§ **What is needed**
Reproduce every line of the material below without changing a single character.

_ _ _

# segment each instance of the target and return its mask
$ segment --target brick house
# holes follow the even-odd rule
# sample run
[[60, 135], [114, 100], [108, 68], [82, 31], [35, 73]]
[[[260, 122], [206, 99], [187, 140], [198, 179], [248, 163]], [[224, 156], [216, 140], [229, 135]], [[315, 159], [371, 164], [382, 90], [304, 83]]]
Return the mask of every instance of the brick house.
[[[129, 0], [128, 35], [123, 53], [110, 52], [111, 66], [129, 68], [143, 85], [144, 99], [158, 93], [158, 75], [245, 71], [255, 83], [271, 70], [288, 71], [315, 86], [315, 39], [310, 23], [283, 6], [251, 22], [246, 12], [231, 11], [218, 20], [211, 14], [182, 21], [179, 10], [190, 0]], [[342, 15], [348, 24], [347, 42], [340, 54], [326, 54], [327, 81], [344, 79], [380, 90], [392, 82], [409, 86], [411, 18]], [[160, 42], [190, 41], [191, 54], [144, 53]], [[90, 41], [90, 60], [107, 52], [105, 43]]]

_ _ _

§ **Result for this task**
# segment each instance of the target and return its mask
$ segment --target brick house
# holes follow the even-odd rule
# sample run
[[60, 135], [114, 100], [108, 68], [82, 31], [35, 73]]
[[[260, 122], [206, 99], [187, 140], [198, 179], [248, 163]], [[224, 156], [216, 140], [229, 135]], [[315, 159], [371, 164], [382, 90], [304, 83]]]
Return the mask of every instance of the brick house.
[[[129, 0], [128, 35], [123, 53], [110, 52], [111, 66], [129, 68], [143, 85], [144, 99], [158, 93], [158, 75], [245, 71], [255, 83], [271, 70], [288, 71], [315, 86], [315, 39], [310, 23], [283, 6], [251, 22], [246, 12], [231, 11], [218, 20], [211, 14], [182, 21], [179, 10], [190, 0]], [[342, 15], [348, 24], [347, 42], [340, 54], [326, 54], [327, 81], [344, 79], [380, 90], [392, 82], [409, 86], [411, 18]], [[160, 42], [190, 41], [191, 54], [144, 53]], [[90, 41], [90, 60], [107, 52], [105, 43]]]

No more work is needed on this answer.